Task prompt:
Reproduce the lines below, replacing each occurrence of "Pick out" with "Locate" and changing nothing else.
** START Provided data **
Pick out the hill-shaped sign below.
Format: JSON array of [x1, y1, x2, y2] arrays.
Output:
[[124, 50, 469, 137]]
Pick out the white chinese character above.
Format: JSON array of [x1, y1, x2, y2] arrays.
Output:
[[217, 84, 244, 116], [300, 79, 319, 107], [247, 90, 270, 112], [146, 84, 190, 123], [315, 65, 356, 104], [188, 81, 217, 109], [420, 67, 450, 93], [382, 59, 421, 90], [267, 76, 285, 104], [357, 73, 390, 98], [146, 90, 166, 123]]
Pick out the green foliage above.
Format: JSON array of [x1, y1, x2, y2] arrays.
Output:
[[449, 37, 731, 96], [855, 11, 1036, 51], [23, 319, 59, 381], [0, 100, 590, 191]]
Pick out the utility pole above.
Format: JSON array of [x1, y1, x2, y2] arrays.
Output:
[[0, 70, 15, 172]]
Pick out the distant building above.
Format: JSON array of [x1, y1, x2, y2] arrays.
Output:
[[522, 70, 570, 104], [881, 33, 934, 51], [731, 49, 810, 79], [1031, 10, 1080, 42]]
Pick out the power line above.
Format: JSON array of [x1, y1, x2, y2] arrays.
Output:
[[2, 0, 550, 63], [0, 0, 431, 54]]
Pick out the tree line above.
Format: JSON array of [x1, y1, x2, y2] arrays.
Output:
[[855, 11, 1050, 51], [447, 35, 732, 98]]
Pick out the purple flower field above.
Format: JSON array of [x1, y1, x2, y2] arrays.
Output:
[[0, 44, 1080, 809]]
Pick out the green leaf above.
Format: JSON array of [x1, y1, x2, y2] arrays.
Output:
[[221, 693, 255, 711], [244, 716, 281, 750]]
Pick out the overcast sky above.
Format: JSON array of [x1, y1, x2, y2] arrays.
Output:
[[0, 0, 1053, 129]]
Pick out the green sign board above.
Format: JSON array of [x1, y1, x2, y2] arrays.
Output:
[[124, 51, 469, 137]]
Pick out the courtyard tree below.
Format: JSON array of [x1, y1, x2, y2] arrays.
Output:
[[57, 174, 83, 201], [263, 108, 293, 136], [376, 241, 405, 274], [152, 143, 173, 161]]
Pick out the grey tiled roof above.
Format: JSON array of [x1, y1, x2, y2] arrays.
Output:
** END Provided data **
Exercise solution:
Locate the hill-shaped sign below.
Format: JSON array of [x1, y1, x2, y2] arrays.
Output:
[[124, 50, 469, 137]]
Locate the white chinese character above.
Format: JSON array of [x1, y1, x2, y2] arrays.
Output:
[[217, 84, 244, 116], [300, 79, 319, 107], [247, 90, 270, 112], [146, 84, 190, 123], [315, 65, 356, 104], [188, 81, 217, 109], [420, 67, 450, 93], [382, 59, 421, 90], [267, 76, 285, 104], [357, 73, 390, 98], [146, 90, 166, 123]]
Locate the green foliage above.
Format: JSON array of [x1, y1, x2, y2] arrays.
Output:
[[449, 37, 731, 96], [855, 11, 1036, 51], [23, 319, 59, 381], [0, 100, 590, 191]]
Locate the utility pole above.
Format: JSON array of [x1, y1, x2, y2] arrays.
Output:
[[0, 70, 15, 172]]
Locate the distant building above.
Format: JSON array of [x1, y1, x2, y2] arrays.
Output:
[[522, 70, 570, 104], [881, 33, 934, 51], [731, 49, 810, 79], [1031, 10, 1080, 42]]
Locate the power line above.
Format: JSON array of [x1, y1, x2, y2] arrays.
Output:
[[2, 0, 550, 63], [0, 0, 431, 54]]
Locate the tree line above.
Format: JSON array of [x1, y1, x2, y2] arrays.
Output:
[[855, 11, 1050, 51], [447, 35, 732, 98]]
Locate the purple flower field above.
Format: JSON array of [x1, y1, x2, y2] arrays.
Output:
[[0, 44, 1080, 809]]
Locate the green leaf above.
Format: JSON array of [x1, y1, x2, y2] arrays.
Output:
[[221, 693, 255, 711], [244, 716, 281, 750]]
Locate the overcast sky above.
Format: JSON array of [x1, y1, x2, y2] arrays.
Output:
[[0, 0, 1053, 129]]
Locate the green sign board above.
Format: JSON array of [x1, y1, x2, y2] arrays.
Output:
[[124, 51, 469, 137]]
Locate the courtyard tree below.
Format: JSON array of [x1, y1, x2, y2] arrays.
Output:
[[57, 174, 83, 201], [263, 108, 293, 136], [376, 241, 405, 274], [152, 143, 173, 161]]
Locate the grey tiled roof above.
Format: JSON array of [x1, y1, x2, y2] arrays.
Output:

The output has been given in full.